►

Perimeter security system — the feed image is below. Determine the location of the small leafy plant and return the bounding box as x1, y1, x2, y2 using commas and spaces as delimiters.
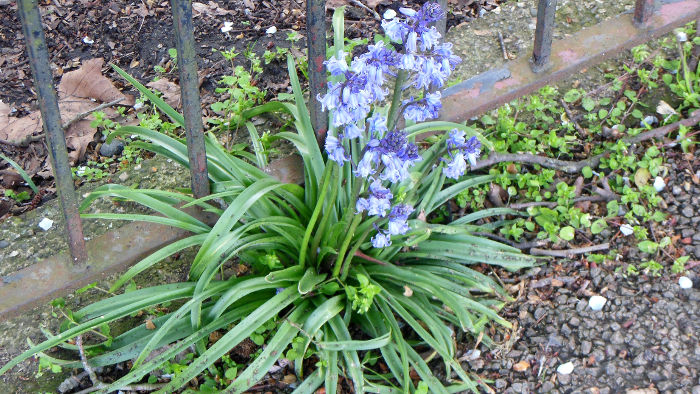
0, 3, 534, 393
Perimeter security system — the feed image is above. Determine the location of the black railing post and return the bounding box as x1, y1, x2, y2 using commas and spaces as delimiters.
530, 0, 557, 73
171, 0, 209, 198
306, 0, 328, 146
17, 0, 87, 264
634, 0, 654, 26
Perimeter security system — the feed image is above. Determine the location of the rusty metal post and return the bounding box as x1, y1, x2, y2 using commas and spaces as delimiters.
530, 0, 557, 73
17, 0, 87, 264
634, 0, 654, 26
306, 0, 328, 146
170, 0, 209, 198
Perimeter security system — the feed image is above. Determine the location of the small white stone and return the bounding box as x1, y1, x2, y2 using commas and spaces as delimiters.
620, 223, 634, 236
678, 276, 693, 289
462, 349, 481, 361
654, 176, 666, 192
588, 296, 608, 311
639, 115, 659, 127
676, 30, 688, 42
384, 8, 396, 20
39, 218, 53, 231
221, 22, 233, 33
557, 361, 574, 375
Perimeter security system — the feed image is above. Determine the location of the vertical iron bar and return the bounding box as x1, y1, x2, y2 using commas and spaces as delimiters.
435, 0, 447, 36
530, 0, 557, 73
634, 0, 654, 26
17, 0, 87, 264
171, 0, 209, 198
306, 0, 328, 146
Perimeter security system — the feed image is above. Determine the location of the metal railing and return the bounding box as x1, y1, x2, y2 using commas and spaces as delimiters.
9, 0, 696, 264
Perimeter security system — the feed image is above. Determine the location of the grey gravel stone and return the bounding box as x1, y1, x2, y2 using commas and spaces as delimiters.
494, 379, 508, 390
100, 138, 124, 157
681, 205, 694, 218
581, 341, 593, 356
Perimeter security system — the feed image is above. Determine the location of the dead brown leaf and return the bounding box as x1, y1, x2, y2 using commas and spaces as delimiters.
192, 1, 233, 17
146, 78, 181, 109
0, 58, 133, 169
58, 58, 133, 105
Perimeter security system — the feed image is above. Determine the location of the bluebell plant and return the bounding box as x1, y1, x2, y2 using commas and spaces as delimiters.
0, 3, 533, 394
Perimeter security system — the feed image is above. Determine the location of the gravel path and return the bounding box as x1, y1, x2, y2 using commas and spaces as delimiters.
467, 158, 700, 394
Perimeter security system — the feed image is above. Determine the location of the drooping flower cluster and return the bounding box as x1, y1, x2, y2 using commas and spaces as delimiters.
442, 129, 481, 179
318, 3, 464, 248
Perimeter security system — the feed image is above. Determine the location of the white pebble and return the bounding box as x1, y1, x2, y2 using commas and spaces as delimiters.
639, 115, 659, 127
654, 176, 666, 192
221, 22, 233, 33
588, 296, 608, 311
678, 276, 693, 289
620, 223, 634, 236
557, 361, 574, 375
676, 30, 688, 42
39, 218, 53, 231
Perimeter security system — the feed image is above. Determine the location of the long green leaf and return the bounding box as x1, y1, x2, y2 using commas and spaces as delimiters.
0, 153, 39, 194
159, 287, 300, 393
226, 302, 308, 393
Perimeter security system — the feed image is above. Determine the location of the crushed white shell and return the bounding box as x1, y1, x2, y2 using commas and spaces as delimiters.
678, 276, 693, 289
620, 224, 634, 235
654, 176, 666, 192
588, 296, 608, 311
557, 361, 574, 375
39, 218, 53, 231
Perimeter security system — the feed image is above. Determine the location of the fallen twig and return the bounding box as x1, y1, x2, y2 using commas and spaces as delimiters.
472, 232, 547, 250
498, 31, 510, 60
0, 98, 124, 148
530, 242, 610, 257
471, 110, 700, 174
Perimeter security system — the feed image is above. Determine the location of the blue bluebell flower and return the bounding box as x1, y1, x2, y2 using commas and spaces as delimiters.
442, 129, 481, 179
355, 179, 394, 217
326, 135, 348, 167
387, 204, 414, 235
371, 231, 391, 248
442, 152, 467, 179
343, 123, 362, 139
323, 51, 348, 76
403, 91, 442, 123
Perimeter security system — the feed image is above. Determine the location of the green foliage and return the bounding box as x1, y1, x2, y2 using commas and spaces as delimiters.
0, 7, 534, 393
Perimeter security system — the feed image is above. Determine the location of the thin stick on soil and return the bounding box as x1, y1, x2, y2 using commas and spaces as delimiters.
530, 242, 610, 257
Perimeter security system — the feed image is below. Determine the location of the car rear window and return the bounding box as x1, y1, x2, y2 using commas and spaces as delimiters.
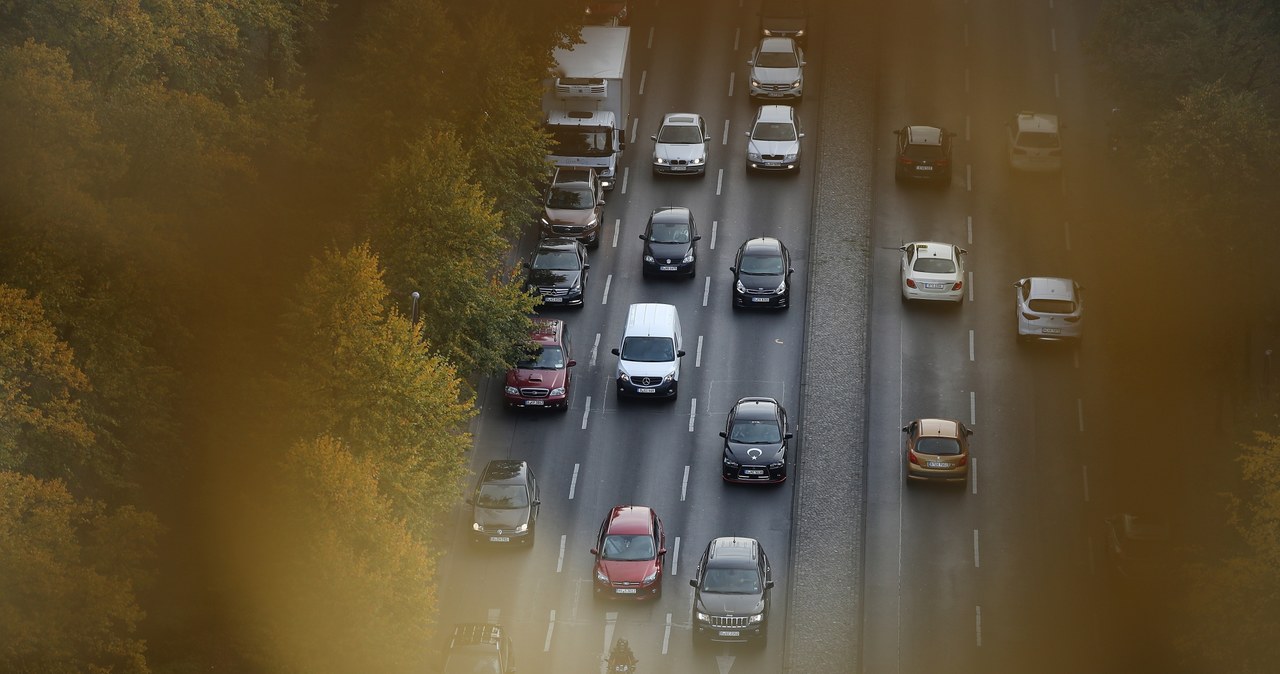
1027, 299, 1075, 313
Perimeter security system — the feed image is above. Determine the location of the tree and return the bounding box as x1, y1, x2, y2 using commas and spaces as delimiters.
0, 471, 160, 674
282, 246, 474, 536
366, 130, 535, 372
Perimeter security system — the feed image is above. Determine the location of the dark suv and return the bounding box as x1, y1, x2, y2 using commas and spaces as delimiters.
442, 623, 516, 674
503, 318, 577, 411
543, 166, 604, 246
467, 459, 541, 547
689, 537, 773, 645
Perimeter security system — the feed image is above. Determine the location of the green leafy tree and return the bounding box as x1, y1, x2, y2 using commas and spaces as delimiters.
241, 436, 435, 674
367, 132, 535, 372
282, 246, 472, 535
0, 471, 160, 674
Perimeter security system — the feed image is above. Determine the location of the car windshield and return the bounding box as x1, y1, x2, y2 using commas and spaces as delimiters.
1018, 130, 1057, 148
911, 257, 956, 274
755, 51, 800, 68
737, 255, 782, 276
547, 187, 595, 208
728, 419, 782, 445
701, 569, 760, 595
476, 485, 529, 508
620, 336, 676, 363
516, 347, 564, 370
532, 251, 579, 271
915, 437, 960, 457
751, 121, 796, 141
649, 223, 689, 243
600, 533, 658, 561
658, 124, 703, 143
1027, 298, 1075, 313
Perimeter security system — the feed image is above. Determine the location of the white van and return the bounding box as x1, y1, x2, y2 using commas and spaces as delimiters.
613, 304, 685, 399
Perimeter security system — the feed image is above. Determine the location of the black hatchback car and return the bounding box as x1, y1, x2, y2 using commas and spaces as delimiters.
525, 238, 591, 306
721, 398, 791, 482
728, 237, 795, 310
467, 459, 541, 547
893, 125, 955, 185
640, 206, 701, 278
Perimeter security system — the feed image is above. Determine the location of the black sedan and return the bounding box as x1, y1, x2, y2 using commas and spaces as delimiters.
728, 237, 795, 310
721, 398, 791, 482
525, 238, 591, 306
640, 206, 701, 278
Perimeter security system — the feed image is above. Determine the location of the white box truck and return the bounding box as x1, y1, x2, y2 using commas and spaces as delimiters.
543, 26, 631, 189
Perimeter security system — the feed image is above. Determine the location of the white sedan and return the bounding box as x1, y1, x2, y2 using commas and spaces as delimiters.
901, 240, 968, 302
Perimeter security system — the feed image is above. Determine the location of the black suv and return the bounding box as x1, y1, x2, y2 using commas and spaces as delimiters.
467, 459, 541, 547
442, 623, 516, 674
689, 537, 773, 645
893, 125, 955, 185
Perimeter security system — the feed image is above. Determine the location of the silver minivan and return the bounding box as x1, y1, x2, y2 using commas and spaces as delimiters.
612, 303, 685, 399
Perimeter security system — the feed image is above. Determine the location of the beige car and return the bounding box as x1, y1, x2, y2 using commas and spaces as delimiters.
902, 419, 973, 483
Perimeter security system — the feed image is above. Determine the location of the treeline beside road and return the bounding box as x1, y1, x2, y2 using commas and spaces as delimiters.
0, 0, 581, 673
1089, 0, 1280, 673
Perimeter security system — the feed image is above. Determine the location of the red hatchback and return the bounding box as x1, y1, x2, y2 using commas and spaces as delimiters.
591, 505, 667, 600
503, 318, 577, 411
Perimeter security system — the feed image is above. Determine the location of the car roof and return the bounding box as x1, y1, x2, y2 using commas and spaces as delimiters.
662, 113, 699, 127
1027, 276, 1075, 299
760, 37, 796, 51
1018, 110, 1057, 133
480, 459, 529, 485
755, 105, 795, 121
906, 127, 946, 145
605, 505, 653, 535
733, 396, 781, 419
920, 419, 960, 437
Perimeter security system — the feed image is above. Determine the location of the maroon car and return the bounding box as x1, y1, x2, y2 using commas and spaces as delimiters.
591, 505, 667, 600
503, 318, 577, 411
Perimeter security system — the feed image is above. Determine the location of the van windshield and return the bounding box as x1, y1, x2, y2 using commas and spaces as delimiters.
621, 336, 676, 363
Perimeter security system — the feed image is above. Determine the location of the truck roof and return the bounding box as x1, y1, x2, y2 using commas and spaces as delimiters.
554, 26, 631, 79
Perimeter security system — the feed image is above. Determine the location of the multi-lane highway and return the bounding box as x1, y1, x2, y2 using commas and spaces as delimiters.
440, 0, 1162, 674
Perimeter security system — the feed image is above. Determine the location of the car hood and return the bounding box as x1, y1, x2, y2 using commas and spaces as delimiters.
694, 592, 764, 615
529, 269, 582, 288
507, 367, 568, 389
645, 242, 692, 262
746, 139, 800, 155
653, 143, 707, 161
475, 508, 529, 529
544, 208, 595, 225
595, 559, 658, 583
751, 65, 804, 84
724, 443, 785, 466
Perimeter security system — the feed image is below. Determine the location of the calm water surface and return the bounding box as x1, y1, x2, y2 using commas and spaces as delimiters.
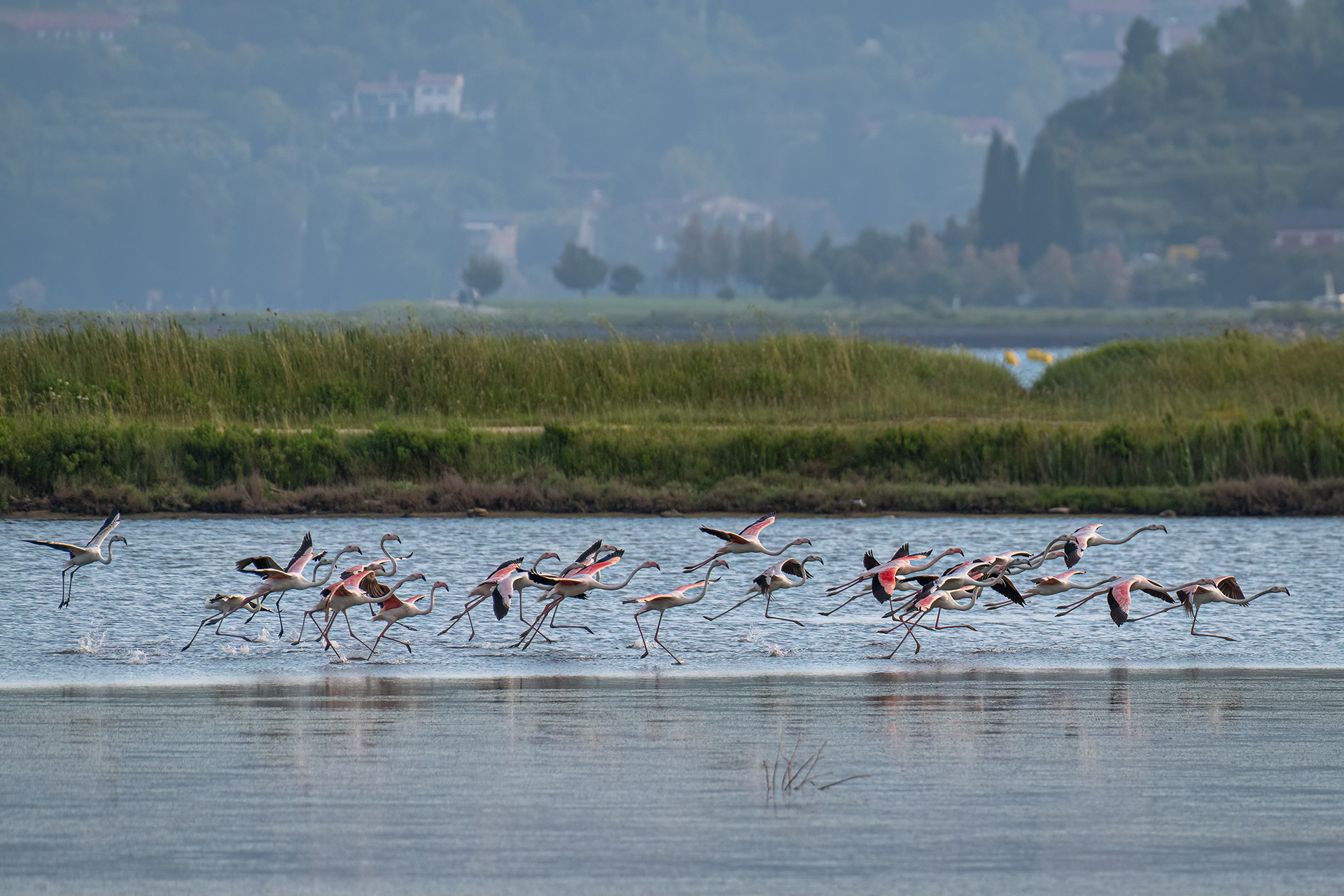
0, 517, 1344, 893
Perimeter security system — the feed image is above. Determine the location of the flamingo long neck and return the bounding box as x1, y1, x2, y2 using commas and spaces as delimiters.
593, 567, 647, 591
687, 567, 714, 605
312, 551, 349, 589
1087, 528, 1151, 547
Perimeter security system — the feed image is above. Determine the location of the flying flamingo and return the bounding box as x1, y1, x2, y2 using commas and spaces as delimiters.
234, 532, 326, 578
1042, 523, 1167, 570
1130, 575, 1290, 640
183, 594, 274, 650
323, 573, 425, 655
519, 551, 663, 650
236, 544, 363, 636
440, 551, 561, 640
985, 570, 1119, 610
24, 507, 130, 608
1055, 575, 1214, 626
364, 582, 447, 659
820, 541, 965, 617
696, 554, 825, 626
621, 557, 731, 666
681, 513, 812, 573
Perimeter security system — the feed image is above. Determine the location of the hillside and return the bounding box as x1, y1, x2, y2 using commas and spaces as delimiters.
1039, 0, 1344, 305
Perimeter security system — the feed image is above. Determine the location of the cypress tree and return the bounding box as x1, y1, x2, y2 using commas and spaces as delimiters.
976, 129, 1023, 248
1020, 142, 1059, 270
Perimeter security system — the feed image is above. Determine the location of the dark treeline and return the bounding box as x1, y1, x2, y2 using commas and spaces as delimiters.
0, 0, 1065, 310
1042, 0, 1344, 304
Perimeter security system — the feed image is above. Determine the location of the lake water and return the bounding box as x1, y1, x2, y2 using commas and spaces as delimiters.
0, 517, 1344, 893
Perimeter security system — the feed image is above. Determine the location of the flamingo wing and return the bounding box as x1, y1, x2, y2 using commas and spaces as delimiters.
284, 532, 313, 573
1106, 582, 1129, 626
989, 578, 1027, 607
700, 525, 751, 544
24, 539, 85, 556
85, 507, 121, 548
742, 513, 774, 539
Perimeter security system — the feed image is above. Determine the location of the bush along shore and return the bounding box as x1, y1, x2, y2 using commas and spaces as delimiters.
8, 419, 1344, 516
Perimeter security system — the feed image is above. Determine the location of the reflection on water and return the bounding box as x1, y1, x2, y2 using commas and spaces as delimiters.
0, 669, 1344, 893
0, 516, 1344, 685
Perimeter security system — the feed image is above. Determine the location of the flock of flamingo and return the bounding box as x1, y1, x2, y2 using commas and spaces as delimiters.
24, 510, 1289, 665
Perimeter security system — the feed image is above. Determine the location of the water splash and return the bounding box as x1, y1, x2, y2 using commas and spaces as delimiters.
76, 631, 108, 653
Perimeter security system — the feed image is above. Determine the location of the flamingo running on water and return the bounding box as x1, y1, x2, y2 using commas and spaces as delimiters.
237, 544, 363, 636
985, 570, 1119, 610
818, 541, 965, 617
621, 557, 731, 666
1055, 575, 1196, 626
1130, 575, 1290, 640
517, 551, 663, 650
323, 571, 425, 655
681, 513, 812, 573
356, 576, 447, 659
183, 594, 274, 650
704, 554, 825, 627
23, 507, 130, 608
1037, 523, 1167, 570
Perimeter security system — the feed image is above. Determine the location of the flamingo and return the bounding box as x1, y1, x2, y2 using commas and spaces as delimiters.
519, 551, 663, 650
985, 570, 1119, 610
234, 532, 326, 578
1055, 575, 1196, 626
323, 573, 425, 655
239, 544, 363, 636
681, 513, 812, 573
23, 507, 130, 608
1130, 575, 1292, 640
1042, 523, 1167, 570
438, 551, 561, 640
696, 554, 827, 626
364, 576, 447, 659
820, 541, 965, 617
183, 594, 274, 650
621, 557, 731, 666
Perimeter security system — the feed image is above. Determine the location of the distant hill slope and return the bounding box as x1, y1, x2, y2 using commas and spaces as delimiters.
1042, 0, 1344, 255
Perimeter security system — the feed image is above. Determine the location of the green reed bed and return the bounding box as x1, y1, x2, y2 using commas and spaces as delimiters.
0, 325, 1026, 427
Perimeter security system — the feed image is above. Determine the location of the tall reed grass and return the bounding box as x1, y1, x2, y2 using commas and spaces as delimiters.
0, 323, 1024, 426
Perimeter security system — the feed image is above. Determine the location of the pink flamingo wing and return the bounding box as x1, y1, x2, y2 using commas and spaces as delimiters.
742, 513, 774, 539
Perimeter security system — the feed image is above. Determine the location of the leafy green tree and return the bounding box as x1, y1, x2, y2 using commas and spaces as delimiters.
1122, 16, 1163, 66
551, 241, 608, 295
462, 255, 504, 298
608, 262, 644, 295
764, 251, 827, 298
976, 129, 1023, 248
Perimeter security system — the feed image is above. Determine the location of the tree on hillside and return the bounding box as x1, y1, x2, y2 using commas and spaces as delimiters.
668, 215, 710, 294
551, 241, 606, 295
1124, 16, 1163, 67
976, 129, 1023, 248
609, 263, 644, 295
1021, 141, 1082, 267
462, 255, 504, 297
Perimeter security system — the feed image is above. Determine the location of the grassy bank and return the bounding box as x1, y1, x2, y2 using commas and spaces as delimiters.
0, 326, 1344, 512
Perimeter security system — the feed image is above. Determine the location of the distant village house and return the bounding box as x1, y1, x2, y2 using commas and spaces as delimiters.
0, 12, 139, 43
351, 69, 463, 120
1274, 208, 1344, 253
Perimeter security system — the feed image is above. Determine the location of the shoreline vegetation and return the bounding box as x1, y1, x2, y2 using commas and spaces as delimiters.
0, 321, 1344, 516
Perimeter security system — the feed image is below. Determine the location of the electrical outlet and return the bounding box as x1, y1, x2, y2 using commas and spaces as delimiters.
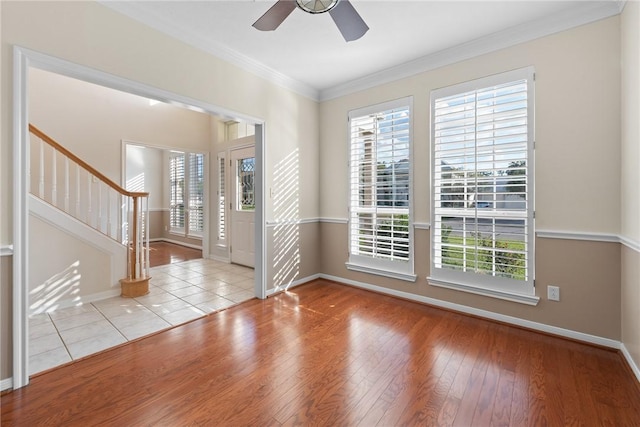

◄

Please return the records without any change, starting at the line that contains "of the hillside" and stopping after the line that contains "0, 516, 1344, 685".

Perimeter security system — the feed image is above. Determine the location of the hillside and return the bounding box as x1, y1, x2, y2 using commas and spaces as delimiters.
1039, 0, 1344, 305
Perimeter security system — the feed image is above. Determine the location of the cypress tree and return the bounding box as x1, y1, x2, y2 using commas and spaces as delimiters.
976, 129, 1023, 248
1020, 142, 1059, 270
Perimeter security system — the feed image is above. Determine the location of the dark treeline and return the bounding box as x1, y1, x2, y2 using commas and spaces as delimiters.
0, 0, 1065, 310
1042, 0, 1344, 304
Perimeter security system — the feed image is above. Determine the location of the lake water and return the bounding box as x1, y1, x2, y2 using commas and spaces as delimiters.
0, 517, 1344, 893
Perimeter security system — the feed image is above. Determine the location of the flamingo wing and return the bounding box as x1, y1, x2, y2 using commas and spaces as delimiters.
284, 532, 313, 573
1106, 582, 1129, 626
989, 578, 1027, 607
700, 525, 751, 544
24, 539, 85, 556
85, 507, 121, 548
742, 513, 774, 539
Perimeter security system — the feed image is above. Determine the location of the bush along shore and return the bounding box as x1, y1, x2, y2 using commas and spaces as delimiters.
8, 419, 1344, 516
Perimeter security system — the feed image is above. Determine the location of the reflection on water and return the bounding box as x1, y1, x2, y2 using commas and spaces as delimiters.
0, 669, 1344, 893
0, 516, 1344, 685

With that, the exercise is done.